**PROBLEM STATEMENT:** Write out only the lines running from the one that contains "of the standing" to the end of the material, both ends included.

[Position identification records]
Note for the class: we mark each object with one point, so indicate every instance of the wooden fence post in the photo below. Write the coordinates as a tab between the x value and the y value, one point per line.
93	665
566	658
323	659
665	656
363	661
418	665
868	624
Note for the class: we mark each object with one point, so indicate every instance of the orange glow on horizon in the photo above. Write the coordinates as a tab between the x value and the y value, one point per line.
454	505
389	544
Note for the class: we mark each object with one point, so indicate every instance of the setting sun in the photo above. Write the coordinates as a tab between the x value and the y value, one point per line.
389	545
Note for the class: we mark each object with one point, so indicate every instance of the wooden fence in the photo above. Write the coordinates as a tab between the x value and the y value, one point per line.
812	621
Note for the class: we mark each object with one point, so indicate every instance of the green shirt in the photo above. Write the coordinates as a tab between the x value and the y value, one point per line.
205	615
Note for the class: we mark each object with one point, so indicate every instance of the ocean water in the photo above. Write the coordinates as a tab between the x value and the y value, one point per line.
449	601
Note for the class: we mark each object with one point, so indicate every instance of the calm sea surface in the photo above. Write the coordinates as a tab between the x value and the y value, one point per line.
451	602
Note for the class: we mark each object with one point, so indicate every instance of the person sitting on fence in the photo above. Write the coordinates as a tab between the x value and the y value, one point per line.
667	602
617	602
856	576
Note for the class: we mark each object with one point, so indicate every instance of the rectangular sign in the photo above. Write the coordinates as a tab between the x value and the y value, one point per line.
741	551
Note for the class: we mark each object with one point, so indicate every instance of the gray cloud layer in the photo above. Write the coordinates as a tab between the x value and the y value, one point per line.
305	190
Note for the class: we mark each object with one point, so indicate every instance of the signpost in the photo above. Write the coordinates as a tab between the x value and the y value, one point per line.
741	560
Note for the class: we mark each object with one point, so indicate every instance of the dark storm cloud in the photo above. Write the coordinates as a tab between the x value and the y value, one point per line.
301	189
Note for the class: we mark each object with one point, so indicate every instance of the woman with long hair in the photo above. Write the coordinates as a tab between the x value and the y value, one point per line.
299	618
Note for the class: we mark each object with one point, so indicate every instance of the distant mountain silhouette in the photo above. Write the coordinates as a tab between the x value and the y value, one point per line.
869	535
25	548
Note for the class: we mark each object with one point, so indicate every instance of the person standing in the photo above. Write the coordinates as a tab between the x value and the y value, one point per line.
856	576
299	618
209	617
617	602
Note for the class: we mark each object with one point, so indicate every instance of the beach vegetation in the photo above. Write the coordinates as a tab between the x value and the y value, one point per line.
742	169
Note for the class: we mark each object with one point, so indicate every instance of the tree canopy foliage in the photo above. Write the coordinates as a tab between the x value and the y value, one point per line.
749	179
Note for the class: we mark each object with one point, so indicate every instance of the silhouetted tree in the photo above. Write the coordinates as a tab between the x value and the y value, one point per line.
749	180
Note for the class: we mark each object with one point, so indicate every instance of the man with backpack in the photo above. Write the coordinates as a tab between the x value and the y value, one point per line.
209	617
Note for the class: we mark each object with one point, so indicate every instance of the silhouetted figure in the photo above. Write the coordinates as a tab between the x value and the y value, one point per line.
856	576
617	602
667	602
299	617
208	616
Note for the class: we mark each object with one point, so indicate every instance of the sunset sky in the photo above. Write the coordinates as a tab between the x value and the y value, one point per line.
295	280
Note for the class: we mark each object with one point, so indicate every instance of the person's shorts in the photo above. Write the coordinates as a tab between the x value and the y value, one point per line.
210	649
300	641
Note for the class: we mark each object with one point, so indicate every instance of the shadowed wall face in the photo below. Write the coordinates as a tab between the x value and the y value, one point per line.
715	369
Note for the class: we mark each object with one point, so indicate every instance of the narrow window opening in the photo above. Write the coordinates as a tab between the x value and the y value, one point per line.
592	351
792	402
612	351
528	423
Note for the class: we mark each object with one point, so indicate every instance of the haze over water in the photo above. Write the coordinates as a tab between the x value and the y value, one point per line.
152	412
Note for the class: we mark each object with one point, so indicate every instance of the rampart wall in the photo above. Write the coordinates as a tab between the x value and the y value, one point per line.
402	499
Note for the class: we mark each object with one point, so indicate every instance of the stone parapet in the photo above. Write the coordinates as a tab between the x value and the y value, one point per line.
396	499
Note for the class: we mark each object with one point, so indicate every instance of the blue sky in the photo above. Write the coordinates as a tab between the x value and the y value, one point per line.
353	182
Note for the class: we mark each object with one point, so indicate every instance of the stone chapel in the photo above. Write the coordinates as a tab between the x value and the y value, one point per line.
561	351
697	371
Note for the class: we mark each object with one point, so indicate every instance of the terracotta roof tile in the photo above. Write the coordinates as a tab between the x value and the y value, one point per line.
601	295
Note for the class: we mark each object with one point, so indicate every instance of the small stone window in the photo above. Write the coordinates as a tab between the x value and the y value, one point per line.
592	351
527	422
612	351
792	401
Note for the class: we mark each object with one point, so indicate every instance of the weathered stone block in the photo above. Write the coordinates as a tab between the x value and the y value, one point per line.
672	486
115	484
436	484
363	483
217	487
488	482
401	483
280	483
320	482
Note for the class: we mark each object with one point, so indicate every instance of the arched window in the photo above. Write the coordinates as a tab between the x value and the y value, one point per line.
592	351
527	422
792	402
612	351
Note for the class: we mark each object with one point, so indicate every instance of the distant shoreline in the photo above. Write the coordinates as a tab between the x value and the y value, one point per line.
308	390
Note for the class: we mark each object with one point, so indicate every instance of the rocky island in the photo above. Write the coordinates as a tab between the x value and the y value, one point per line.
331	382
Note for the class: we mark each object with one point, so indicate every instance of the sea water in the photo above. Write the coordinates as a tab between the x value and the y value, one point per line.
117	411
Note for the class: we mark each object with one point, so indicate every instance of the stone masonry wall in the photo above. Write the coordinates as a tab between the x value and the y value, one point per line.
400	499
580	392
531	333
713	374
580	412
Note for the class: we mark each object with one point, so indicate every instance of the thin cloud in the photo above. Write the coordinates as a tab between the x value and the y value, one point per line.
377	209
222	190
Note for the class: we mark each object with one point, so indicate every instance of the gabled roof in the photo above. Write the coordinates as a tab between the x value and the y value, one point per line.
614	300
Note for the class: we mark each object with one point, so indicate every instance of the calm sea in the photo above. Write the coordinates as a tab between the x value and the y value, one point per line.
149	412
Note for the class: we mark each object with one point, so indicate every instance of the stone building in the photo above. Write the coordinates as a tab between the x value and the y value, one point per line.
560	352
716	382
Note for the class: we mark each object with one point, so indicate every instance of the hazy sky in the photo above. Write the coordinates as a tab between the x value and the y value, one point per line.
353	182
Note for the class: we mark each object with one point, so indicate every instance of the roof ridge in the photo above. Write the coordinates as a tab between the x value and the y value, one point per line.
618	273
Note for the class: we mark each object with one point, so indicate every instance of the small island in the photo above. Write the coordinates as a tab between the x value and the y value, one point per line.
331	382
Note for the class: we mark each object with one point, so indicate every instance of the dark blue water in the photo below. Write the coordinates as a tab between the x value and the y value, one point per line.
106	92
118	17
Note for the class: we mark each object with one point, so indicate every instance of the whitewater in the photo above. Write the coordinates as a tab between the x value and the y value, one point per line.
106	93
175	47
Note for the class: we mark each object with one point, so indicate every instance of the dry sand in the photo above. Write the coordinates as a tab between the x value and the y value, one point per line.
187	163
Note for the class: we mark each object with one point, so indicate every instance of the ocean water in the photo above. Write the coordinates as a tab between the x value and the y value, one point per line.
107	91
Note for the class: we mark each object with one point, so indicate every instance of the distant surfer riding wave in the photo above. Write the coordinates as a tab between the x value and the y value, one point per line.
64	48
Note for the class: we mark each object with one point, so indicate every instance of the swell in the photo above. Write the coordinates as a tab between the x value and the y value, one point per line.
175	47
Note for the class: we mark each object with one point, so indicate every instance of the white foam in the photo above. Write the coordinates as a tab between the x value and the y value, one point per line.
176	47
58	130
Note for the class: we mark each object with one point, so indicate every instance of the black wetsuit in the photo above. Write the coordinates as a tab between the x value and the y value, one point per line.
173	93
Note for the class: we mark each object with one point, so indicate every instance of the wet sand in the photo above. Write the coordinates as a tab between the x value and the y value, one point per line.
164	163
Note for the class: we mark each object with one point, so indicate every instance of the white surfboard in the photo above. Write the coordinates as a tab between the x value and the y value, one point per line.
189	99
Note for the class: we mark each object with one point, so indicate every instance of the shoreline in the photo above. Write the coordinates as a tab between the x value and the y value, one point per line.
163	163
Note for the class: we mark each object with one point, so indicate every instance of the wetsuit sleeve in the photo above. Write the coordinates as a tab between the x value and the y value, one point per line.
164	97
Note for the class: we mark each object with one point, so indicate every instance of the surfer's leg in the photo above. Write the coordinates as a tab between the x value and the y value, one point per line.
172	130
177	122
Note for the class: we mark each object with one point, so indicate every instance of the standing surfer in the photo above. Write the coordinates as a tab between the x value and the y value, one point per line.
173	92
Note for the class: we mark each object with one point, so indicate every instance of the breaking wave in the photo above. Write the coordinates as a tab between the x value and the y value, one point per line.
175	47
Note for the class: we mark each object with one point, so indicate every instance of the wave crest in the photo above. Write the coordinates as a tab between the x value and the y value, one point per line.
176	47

**ANSWER TO THIS PROBLEM:**
Note for the class: we mark each object with one point, so indicate every instance of the standing surfer in the photo above. Write the coordinates as a tab between the x value and the y value, one point per line.
173	92
Note for the class: we mark each object with one point, so indicate every instance of the breaking wave in the photo above. Write the coordinates as a tab between the x value and the y value, one point per line.
175	47
Note for the class: we mark each object with one point, so indicate every instance of the wave crest in the photo above. Write the coordinates as a tab between the x value and the y value, one point per line.
176	47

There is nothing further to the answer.